● Stated exercise:
Rescale the records from the line containing "Expected behaviour: for every instance of the white" through the end of the records, both ends included, and write out only those lines again with the requests unchanged. Multiply every coordinate value in the answers by 1.9 and round to a whole number, rounding halves up.

● Material for this exercise:
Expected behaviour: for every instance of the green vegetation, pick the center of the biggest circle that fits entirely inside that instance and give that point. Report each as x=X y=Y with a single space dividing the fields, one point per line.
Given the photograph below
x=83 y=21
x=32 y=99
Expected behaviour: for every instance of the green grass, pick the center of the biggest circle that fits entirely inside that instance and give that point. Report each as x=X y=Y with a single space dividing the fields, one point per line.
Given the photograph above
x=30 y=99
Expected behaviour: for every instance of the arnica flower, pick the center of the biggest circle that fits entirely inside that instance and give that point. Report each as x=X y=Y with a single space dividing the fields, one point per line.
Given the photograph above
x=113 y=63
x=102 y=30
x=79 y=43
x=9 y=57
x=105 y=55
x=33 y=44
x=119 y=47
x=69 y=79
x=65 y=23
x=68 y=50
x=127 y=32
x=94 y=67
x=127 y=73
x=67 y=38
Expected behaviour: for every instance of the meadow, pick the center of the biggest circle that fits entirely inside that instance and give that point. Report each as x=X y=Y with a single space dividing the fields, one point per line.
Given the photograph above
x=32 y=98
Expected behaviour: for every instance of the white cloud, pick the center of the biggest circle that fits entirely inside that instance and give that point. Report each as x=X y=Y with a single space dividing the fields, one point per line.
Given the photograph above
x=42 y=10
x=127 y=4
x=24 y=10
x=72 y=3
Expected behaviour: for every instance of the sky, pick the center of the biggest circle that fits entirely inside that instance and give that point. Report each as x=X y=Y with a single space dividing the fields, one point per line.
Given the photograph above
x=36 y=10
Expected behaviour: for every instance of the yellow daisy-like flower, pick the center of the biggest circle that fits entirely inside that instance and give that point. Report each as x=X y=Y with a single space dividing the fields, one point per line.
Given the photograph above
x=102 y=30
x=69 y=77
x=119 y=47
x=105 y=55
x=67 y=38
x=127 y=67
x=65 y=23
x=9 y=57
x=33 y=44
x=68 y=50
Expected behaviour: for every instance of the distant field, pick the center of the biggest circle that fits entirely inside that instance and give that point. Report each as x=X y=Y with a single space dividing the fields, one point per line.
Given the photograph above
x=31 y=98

● Response to this task:
Expected behaviour: for every instance of the white cloud, pick the center of the biggest circle that fits entirely inside that instance and give that point. Report each as x=X y=Y with a single space dividing the fields, one point per line.
Given the photograph above
x=80 y=19
x=241 y=8
x=46 y=19
x=137 y=6
Expected behaviour: for every instance of the sky, pick the center of the biggest circle that fits entirely inside that instance and give that point. Report each as x=X y=Y with a single space dividing the fields, one point per line.
Given the photograph above
x=68 y=19
Expected behaviour: for every instance of the yellow daisy-like flower, pick the center of the biggest circle that fits entirely inside that instance and give that point. Report each as x=X y=Y with a single space dividing the fields, one point per line.
Given the photograph above
x=194 y=57
x=131 y=146
x=226 y=89
x=200 y=105
x=127 y=72
x=241 y=127
x=124 y=44
x=17 y=108
x=63 y=84
x=129 y=95
Expected behaviour: for every instance of the distant field, pick the center of the biggest circle that fits entirely inside that instance and give that point. Report each as x=X y=Y with a single space dividing the fields, one point per line.
Given the photograph above
x=59 y=186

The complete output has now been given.